↓

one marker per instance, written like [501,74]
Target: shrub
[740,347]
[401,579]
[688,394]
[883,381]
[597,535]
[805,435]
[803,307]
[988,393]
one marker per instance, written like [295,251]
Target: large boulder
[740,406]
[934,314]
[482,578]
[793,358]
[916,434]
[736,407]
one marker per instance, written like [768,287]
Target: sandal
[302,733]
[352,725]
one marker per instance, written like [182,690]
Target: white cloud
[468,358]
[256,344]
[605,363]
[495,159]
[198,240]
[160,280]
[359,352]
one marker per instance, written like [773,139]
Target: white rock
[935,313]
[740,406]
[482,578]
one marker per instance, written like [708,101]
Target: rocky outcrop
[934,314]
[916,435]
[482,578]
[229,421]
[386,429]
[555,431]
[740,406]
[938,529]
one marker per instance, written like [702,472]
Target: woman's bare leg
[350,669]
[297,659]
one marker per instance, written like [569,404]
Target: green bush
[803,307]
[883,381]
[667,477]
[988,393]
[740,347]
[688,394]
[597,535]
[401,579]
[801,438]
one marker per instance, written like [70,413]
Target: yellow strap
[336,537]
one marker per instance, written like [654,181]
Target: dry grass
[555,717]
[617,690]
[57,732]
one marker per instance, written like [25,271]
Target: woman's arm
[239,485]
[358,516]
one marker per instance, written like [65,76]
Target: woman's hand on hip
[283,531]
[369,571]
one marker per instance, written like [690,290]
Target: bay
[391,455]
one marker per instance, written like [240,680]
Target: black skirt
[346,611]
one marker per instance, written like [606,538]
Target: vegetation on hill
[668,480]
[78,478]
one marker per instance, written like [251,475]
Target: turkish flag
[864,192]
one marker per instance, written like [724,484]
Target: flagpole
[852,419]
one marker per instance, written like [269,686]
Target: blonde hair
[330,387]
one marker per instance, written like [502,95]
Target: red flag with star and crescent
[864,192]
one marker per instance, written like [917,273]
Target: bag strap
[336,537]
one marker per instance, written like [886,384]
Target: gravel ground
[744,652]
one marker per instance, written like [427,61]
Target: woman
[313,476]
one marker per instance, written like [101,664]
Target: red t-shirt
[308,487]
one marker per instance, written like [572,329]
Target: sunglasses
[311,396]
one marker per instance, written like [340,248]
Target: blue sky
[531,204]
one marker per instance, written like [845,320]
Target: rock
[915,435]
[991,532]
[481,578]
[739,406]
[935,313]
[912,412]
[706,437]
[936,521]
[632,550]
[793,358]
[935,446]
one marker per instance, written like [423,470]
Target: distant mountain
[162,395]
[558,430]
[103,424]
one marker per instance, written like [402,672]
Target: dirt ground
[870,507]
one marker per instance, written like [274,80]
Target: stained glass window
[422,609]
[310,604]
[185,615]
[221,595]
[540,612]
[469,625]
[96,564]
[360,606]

↑
↓

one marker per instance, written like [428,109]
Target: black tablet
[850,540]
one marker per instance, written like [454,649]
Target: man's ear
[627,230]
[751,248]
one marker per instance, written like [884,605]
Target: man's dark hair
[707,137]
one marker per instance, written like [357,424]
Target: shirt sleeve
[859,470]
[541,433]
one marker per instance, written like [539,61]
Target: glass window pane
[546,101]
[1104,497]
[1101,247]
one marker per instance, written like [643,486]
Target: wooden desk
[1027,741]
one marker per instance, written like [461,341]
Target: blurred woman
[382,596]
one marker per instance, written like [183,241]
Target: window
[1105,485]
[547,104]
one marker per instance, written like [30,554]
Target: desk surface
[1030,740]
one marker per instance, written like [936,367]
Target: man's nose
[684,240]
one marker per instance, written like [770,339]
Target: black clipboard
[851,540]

↑

-- Do this --
List every line in the records above that contains the word "ground".

-- Correct result --
Target: gravel ground
Target: dirt ground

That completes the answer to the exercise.